### Task instructions:
**A.** According to the essay on the Monterey Park shooting, how many mass shootings had been recorded in 2023 by the time the article was posted?
**B.** Rewrite the paragraph of the essay on the Monterey Park shooting that begins "While I am not an immediate resident" in a shorter form, keeping its main facts.

On The Monterey Park Shooting

Artwork by Sresta Aitharaju

A day after the Monterey Park shooting, I began working on a social media post to express my solidarity with the grieving Asian American community. It was initially headlined: “On January 21st, Monterey Park marks the 33rd mass shooting of 2023.” I decided to scrap the headline because within the 24-48 hours I had started writing, the tally rose to 39.

When this article was posted, a month after the Monterey Park incident, there had been at least 80 mass shootings recorded in 2023, thus continuing a recent, disturbing trend where mass shootings outnumber the days in a year. While this statistic seems absurd, it is not unfamiliar. Behind these statistics and growing tallies is an American experience defined by gun death. For American youth, there has been no reality void of incessant anxiety and grief. Our childhoods have been defined by the commonplace gun violence headlines, community vigils, and school lockdown drills.

But that is what makes Monterey Park and the gun violence epidemic a tragedy: it is familiar – and continues to grow uncomfortably familiar – as incidents become increasingly common and personal.

While I am not an immediate resident within Monterey Park, the city and the surrounding San Gabriel Valley provide an extension of what I consider “home.” A temporary escape from the whiter suburbs of Santa Clarita, I spent many a weekend in Monterey Park, developing my sense of ethnic identity by immersing myself in a community that is densely and proudly Asian American. My childhood was weekend brunches of bickering with my sister over dim sum and egg custard tarts. Then, it was Saturday morning haircuts with stylists who, although spoke Vietnamese rather than English or Burmese, communicated with me just fine. And then, it was Lunar New Year celebrations, where the cultural conception of the holiday was preceded by childish petulance to collect money-filled red envelopes. 

After years of making visits to friends and family, I came to know San Gabriel Valley well. If you get the chance to visit, you will discover that the valley is a microcosm of the AAPI interpretation of the American Dream. In cities saturated with high schools of nationwide prestige, after-school tutoring programs, and a stressful culture pushing competition and success, diasporic communities like Monterey Park represent the Asian immigrant hope for social mobility through individualism, agency, and hard work. There, you find sentiments where culturally normative desires involve attending a prestigious college (preferably in the Ivy League) and securing a high-paying career (preferably in STEM). Thus, the AAPI American Dream comes with the alluring promise of success with enough willpower and a strong work ethic. However, this dream derives itself from more than a desire among AAPI immigrants to build their families and support their communities, but also from a historic permeation of xenophobia when Asian Americans were purportedly averse to the American economy. Whether it be the 1882 Chinese Exclusion Act that affirmed anti-Chinese labor sentiments, or violence after the contemporary scapegoating of Asians as the cause of COVID-19, American history exemplifies pressures of Asian conformity to American civic values as a prerequisite to citizenship. This pressure creates a system of conditional inclusivity that promises the American Dream in exchange for AAPI obedience and diligence.

Collected data:

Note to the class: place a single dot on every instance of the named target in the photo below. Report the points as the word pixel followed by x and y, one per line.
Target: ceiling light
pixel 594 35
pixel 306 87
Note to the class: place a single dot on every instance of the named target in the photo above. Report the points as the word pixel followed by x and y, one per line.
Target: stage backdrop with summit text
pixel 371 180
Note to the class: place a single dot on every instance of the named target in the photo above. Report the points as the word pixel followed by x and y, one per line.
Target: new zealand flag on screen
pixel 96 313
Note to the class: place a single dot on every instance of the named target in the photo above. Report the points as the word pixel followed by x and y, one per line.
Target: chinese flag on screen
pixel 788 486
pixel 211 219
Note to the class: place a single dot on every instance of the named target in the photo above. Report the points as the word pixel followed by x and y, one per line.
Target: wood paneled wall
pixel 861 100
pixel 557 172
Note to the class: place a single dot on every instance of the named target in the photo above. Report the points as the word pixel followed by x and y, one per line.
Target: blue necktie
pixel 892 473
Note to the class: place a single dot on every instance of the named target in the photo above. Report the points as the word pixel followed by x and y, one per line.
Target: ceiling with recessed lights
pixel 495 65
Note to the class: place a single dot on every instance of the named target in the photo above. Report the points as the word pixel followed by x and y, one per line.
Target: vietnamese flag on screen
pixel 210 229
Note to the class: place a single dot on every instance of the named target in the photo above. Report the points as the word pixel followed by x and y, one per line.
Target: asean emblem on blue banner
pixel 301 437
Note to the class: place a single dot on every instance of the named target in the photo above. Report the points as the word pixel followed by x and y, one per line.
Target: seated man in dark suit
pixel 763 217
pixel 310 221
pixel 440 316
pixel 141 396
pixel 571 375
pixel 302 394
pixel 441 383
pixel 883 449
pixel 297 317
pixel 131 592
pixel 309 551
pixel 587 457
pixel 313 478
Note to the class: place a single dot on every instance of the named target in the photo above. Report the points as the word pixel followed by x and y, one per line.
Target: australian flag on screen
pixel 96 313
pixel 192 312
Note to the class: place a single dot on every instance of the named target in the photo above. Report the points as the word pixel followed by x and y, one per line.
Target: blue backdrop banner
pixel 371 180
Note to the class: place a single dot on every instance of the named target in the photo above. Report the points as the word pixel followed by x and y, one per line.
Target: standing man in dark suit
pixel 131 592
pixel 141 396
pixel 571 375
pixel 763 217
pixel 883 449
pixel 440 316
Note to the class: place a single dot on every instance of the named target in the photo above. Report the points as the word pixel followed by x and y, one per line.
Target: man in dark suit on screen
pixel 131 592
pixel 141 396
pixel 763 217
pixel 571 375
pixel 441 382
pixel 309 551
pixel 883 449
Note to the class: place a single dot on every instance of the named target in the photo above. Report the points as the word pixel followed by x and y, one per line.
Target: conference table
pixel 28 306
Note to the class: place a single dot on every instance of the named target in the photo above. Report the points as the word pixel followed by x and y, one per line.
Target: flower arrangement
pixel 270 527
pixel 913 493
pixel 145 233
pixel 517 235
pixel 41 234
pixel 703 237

### Set of answers:
**A.** At least 80 mass shootings.

**B.** I don't live in Monterey Park, but the city and the San Gabriel Valley around it feel like part of home. Many weekends there, away from the whiter suburbs of Santa Clarita, shaped my sense of ethnic identity in a proudly Asian American community. I remember brunches spent bickering with my sister over dim sum and egg custard tarts. There were Saturday morning haircuts with stylists who spoke Vietnamese rather than English or Burmese but still understood me fine. At Lunar New Year celebrations, I cared more about collecting red envelopes filled with money than about the meaning of the holiday.